--- Start Dataset records ---
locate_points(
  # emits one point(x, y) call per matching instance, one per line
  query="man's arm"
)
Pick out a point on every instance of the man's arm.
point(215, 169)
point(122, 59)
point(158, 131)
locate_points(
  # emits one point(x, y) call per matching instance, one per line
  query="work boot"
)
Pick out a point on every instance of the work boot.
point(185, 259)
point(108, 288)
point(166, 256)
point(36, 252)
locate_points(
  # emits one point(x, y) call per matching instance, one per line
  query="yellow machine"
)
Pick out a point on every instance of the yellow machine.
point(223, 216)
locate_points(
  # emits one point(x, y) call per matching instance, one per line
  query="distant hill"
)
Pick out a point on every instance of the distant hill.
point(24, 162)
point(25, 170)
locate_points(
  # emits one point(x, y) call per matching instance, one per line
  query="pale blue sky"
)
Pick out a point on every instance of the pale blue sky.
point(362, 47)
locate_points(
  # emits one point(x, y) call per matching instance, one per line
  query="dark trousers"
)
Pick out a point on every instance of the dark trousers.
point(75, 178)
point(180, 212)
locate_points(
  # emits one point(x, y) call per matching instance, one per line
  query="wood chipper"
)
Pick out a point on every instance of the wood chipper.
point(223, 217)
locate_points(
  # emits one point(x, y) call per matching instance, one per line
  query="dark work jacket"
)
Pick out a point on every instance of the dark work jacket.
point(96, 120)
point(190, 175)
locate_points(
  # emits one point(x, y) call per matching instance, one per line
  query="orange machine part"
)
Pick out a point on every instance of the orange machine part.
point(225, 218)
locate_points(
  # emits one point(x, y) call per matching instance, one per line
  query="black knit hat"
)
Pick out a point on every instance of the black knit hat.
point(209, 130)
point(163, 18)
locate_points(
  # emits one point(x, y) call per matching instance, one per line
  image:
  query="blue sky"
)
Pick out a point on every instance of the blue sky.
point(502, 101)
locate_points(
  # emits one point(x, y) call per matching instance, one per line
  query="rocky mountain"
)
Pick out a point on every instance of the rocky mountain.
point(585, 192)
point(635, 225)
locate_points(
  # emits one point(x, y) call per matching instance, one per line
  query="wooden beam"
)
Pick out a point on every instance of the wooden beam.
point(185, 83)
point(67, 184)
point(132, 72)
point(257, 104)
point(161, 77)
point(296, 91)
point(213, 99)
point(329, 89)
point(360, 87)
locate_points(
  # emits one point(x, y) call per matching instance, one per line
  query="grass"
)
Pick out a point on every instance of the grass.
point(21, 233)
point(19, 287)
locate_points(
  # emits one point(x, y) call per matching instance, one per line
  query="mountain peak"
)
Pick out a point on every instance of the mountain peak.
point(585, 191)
--- End Dataset records ---
» Exercise directions
Reproduce all of the entries above line for line, without changing anything.

» Response
locate_points(
  # emits one point(x, y) call per matching instance, one per line
  query="man's arm"
)
Pick out a point on every instance of the man's arm.
point(215, 169)
point(122, 59)
point(158, 131)
locate_points(
  # emits one point(x, y) call per matching instance, one per line
  query="work boot"
)
Pick out a point on every instance of the work boot.
point(185, 259)
point(108, 288)
point(166, 256)
point(36, 252)
locate_points(
  # emits one point(x, y) call per matching instance, one per line
  query="yellow machine"
)
Pick out a point on every instance of the yellow machine.
point(223, 216)
locate_points(
  # emits one point(x, y) call per matching instance, one per line
  query="distant hill"
)
Pick out a point on every instance of the distant hill.
point(24, 162)
point(25, 170)
locate_points(
  # emits one point(x, y) call per matching instance, one per line
  query="pale blue sky"
)
Pick out a point on every instance of the pale blue sky.
point(362, 47)
locate_points(
  # emits one point(x, y) call per matching instance, one per line
  query="dark trousers"
)
Pick out a point on every instance of the dark trousers.
point(75, 178)
point(180, 212)
locate_points(
  # emits one point(x, y) call per matching instance, one per line
  query="wood chipper"
)
Pick out a point on every instance of the wood chipper.
point(223, 217)
locate_points(
  # emits one point(x, y) call per matching instance, one per line
  query="dark work jacket"
)
Pick out a point on every instance of the dark work jacket.
point(96, 120)
point(190, 175)
locate_points(
  # emits one point(x, y) call per matching instance, one per line
  query="orange machine part"
)
Pick out a point on every instance of the orange machine part.
point(225, 218)
locate_points(
  # emits one point(x, y) call per matching instance, one per line
  query="black knit hat"
)
Pick out a point on every instance of the black knit hat.
point(209, 130)
point(163, 18)
locate_points(
  # emits one point(x, y) call per matching instance, one per line
  image:
  query="blue sky"
)
Pick out a point on every instance of the blue sky.
point(502, 101)
locate_points(
  # emits one point(x, y) call per matching instance, one per line
  query="rocky mountain"
)
Pick out a point on every instance of the rocky mountain.
point(585, 192)
point(635, 225)
locate_points(
  # emits one point(x, y) call per matching instance, one per line
  query="wooden beam"
)
Pick out a point on every instance of the wooden beam.
point(185, 83)
point(67, 184)
point(132, 72)
point(257, 104)
point(161, 77)
point(296, 91)
point(213, 99)
point(329, 89)
point(360, 87)
locate_points(
  # emits one point(x, y) call per matching instance, one per line
  query="grass"
)
Pick out a point on every instance of the grass.
point(21, 233)
point(19, 287)
locate_points(
  # emits one point(x, y) call per matching instance, one per line
  query="mountain peak"
)
Pick out a point on every instance of the mountain peak.
point(585, 191)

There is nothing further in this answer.